*Exercise*. Reproduce the listing below word for word, keeping every line in its original order.

*Dataset records*.
◇ ◇ ◇ ◇ ◇ ◇ ◇
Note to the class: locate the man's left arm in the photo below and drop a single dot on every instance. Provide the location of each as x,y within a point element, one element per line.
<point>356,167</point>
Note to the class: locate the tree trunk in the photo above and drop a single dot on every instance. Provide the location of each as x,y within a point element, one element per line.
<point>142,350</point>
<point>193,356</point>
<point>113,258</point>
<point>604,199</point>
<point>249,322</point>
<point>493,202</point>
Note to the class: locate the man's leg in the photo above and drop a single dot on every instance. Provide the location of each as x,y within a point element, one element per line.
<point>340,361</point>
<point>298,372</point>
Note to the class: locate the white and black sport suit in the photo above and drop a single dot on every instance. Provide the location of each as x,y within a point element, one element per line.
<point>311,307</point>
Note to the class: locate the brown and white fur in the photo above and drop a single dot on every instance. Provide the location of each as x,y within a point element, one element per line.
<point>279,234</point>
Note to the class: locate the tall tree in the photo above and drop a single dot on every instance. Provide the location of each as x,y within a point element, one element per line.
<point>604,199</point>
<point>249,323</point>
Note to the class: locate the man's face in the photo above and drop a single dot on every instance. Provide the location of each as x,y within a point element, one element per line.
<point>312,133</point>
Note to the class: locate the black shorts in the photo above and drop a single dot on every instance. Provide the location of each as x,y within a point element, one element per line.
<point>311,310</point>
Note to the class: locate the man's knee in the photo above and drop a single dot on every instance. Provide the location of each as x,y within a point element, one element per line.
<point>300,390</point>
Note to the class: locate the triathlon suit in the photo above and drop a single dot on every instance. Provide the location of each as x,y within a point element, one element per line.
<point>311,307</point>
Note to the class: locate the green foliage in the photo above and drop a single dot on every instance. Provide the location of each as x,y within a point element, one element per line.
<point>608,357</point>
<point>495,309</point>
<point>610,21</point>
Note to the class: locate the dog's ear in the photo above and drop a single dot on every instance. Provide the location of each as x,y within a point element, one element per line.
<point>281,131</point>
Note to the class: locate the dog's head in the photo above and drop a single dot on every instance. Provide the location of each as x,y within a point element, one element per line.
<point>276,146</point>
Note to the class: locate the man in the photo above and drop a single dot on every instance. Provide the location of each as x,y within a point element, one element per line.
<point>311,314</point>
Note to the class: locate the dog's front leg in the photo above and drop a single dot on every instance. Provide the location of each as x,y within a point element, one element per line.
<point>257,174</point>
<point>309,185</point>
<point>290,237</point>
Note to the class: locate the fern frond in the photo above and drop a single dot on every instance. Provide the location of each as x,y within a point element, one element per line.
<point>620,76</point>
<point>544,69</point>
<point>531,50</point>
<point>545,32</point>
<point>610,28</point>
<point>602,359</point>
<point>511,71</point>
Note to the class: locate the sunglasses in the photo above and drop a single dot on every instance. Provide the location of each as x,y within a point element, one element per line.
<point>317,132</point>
◇ ◇ ◇ ◇ ◇ ◇ ◇
*Written solution*.
Note to the class: locate the man's left arm in the photo below and drop a single dot on every instance. Provide the location of each as x,y within a point element, one element per line.
<point>356,167</point>
Note to the class: locate the tree trunk in the photo above and drop a single dot on every instance. Provide the location of each as x,y within a point element, one element per line.
<point>142,350</point>
<point>193,356</point>
<point>113,258</point>
<point>604,199</point>
<point>249,322</point>
<point>493,202</point>
Note to the class: locate the man's leg in the photo above and drop a single dot on every instance. Provide the location of each as x,y within a point element, one element per line.
<point>340,361</point>
<point>298,372</point>
Note to the class: locate the white and black sport suit in the photo above and drop a single dot on every instance. Provide the location of each as x,y within a point element, one element per line.
<point>311,307</point>
Note to the class: locate the brown and white fur in the photo above and drop a single dot on every instance. Provide the location of each as x,y within a point element, one element per line.
<point>279,234</point>
Note to the class: locate the tall tree in the photo above and drop a single dot on every instance. Provide the location of each as x,y within a point element, one element per line.
<point>604,199</point>
<point>249,323</point>
Note to the class: locate the man's face in the photo above and drop a single dot on every instance. Provide the location of each as x,y within a point element, one element per line.
<point>312,133</point>
Note to the class: locate the black shorts in the photo above and drop a single dot on every instance. Provide the location of each as x,y within a point element, one element per line.
<point>311,310</point>
Note to the class: locate the man's knee in the photo above and drop a single dot on every instance. Provide the location of each as x,y within a point element, one element per line.
<point>300,390</point>
Note to the class: locate the triathlon suit in the photo above and drop a single dot on every instance. Provide the location of each as x,y within a point element, one element per line.
<point>311,307</point>
Note to the class: locate the green foliage in the photo above and drop a single dot on every instance. Provide the location of each as x,y within a point element, one element per line.
<point>608,357</point>
<point>495,309</point>
<point>610,21</point>
Note to the class: locate the dog's ear in the photo above and drop a single dot on every instance. Provide the location of each as x,y within a point element, one element per line.
<point>281,131</point>
Note to the class: locate the dog's head in the photo above and drop a single dot on every instance. Provide the location of each as x,y within a point element, one element per line.
<point>276,146</point>
Note to the class: locate the man in the photo above and drop a single dot on every instance. Provide the location of each as x,y within a point element, one element per line.
<point>311,314</point>
Note to the class: locate the dog's front leg in the photo above and drop a single dot on every instance. Provide the location of each as x,y within a point element, one element per line.
<point>257,174</point>
<point>309,185</point>
<point>290,237</point>
Note to the class: locate the fern frond in the photo above and drop a single dot on every instance. Provide the location of each as x,y within a point element, one element per line.
<point>620,76</point>
<point>544,69</point>
<point>531,50</point>
<point>545,32</point>
<point>610,28</point>
<point>602,359</point>
<point>511,71</point>
Note to the class: locate the sunglasses in the photo above and drop a single dot on every instance. Provide the location of each as x,y within a point element, one element per line.
<point>317,132</point>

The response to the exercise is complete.